* **Text passage**
________________________
5 ways to leverage early-season technology

Eye on Crops: Start with solid soil sampling data and build from there.

Using ag technology tools early in the season can help you understand the opportunities your farm holds and alert you to problems.

Tech tools can identify fields that have the most return-on-investment and yield potential, so you can allocate resources appropriately. Employ tech now to create a holistic farm plan to use as a guide throughout the 2019 Minnesota growing season.

Here are some of the areas where using tech tools early on can help you start the growing season off right:

1. Soil sampling. Soil sampling is often done in the fall. However, if there is spring sampling to do, use tech tools to define zones in your field. In-season imagery will help you target the zones you particularly want to focus on. Taking soil samples in different parts of the field ensures you know your nutrient levels, so you can correct any deficiencies early. Aggregating multiple years of data provides a more complete picture of your fields to help you determine which have the most potential.

2. Seed placement. Many tools combine plot data and in-season imagery, along with a farmer’s management style and soil types, to help determine which seed should go on which acre. Make sure you’re reviewing the data behind the seed you’ve purchased, and work with your crop adviser or agronomist to place that seed where it will perform best. Having a plan for which seed should be planted in which field will ensure you’re placing your investment where it has the greatest chance for success.
________________________
* **Data records**
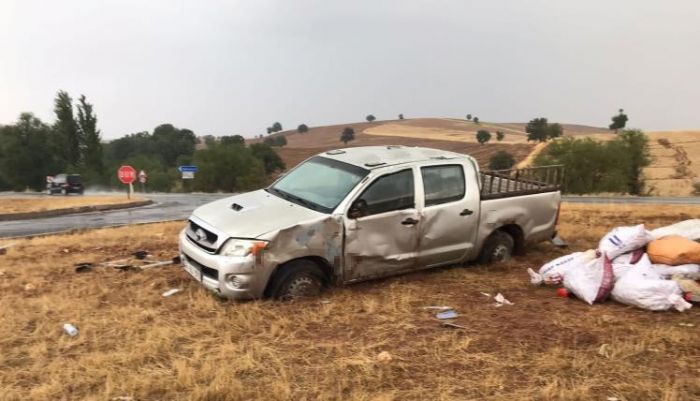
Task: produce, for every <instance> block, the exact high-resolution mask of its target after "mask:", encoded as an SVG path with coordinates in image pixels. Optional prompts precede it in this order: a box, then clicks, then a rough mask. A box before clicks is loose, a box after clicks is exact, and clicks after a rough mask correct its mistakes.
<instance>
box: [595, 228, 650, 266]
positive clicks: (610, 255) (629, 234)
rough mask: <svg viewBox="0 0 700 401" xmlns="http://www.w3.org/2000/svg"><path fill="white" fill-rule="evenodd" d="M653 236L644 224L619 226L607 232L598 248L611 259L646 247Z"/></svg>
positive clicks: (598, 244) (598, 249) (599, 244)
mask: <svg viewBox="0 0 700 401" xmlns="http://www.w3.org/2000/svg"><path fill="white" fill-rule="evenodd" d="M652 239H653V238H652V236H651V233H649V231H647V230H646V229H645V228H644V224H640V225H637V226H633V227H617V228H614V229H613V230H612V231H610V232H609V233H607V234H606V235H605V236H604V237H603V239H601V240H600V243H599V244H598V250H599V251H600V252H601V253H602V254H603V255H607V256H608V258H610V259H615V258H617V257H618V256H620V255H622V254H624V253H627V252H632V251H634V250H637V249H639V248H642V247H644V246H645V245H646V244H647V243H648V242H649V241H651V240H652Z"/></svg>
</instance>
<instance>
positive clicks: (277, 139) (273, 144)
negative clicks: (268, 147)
________________________
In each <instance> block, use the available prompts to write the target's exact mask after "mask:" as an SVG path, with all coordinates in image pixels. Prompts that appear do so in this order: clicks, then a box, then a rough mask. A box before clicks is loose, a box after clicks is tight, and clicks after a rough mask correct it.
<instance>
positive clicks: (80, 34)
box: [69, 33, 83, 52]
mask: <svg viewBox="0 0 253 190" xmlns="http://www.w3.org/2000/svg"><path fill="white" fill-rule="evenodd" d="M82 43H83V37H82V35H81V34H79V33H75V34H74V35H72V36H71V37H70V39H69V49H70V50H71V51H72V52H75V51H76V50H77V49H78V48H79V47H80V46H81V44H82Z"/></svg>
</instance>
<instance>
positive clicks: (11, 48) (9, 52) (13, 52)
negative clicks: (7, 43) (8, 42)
________________________
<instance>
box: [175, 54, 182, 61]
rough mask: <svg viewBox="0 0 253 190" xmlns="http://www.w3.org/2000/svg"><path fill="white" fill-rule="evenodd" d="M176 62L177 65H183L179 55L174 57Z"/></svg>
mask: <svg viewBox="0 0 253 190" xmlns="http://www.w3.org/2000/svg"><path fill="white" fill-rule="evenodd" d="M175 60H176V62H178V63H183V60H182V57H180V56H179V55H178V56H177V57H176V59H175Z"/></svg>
________________________
* **Assigned task 1**
In the article on early-season farm technology, when is soil sampling often done?
* **Assigned task 2**
Continue the article on early-season farm technology from where it stops.

* **Result 1**
In the fall.

* **Result 2**
3. Nutrient management. Weather-based crop modeling tools give you an idea of what the future might hold and how that forecast could affect your nutrient applications. For example, would a wet spring mean applying a nitrogen stabilizer early in the season along with your nitrogen? Would a dry spring necessitate a later application?

Your soil samples will indicate if soil nutrition is adequate for the crop. If a soil test number reads low or very low, that means you have a high or very high probability that added fertilizer will result in a yield increase. Ask your agronomist to help you determine the best nutrient management decisions for your operation. Later in the season, take tissue samples to check that nitrogen-to-potassium and nitrogen-to-sulfur ratios are properly balanced, and to pinpoint any additional nutrient needs in your plants.

4. Scouting. In Minnesota, early in-season imagery taken from mid- to late-May can indicate where you have emerging weed issues. Identifying areas of biomass that indicate weed pressure means you can start managing it immediately, instead of waiting until weeds are limiting yield or at a growth stage where they’re harder to eliminate. As more herbicide-resistant and noxious weeds migrate to Minnesota, doing an early first-round herbicide application can bring benefits later in the season.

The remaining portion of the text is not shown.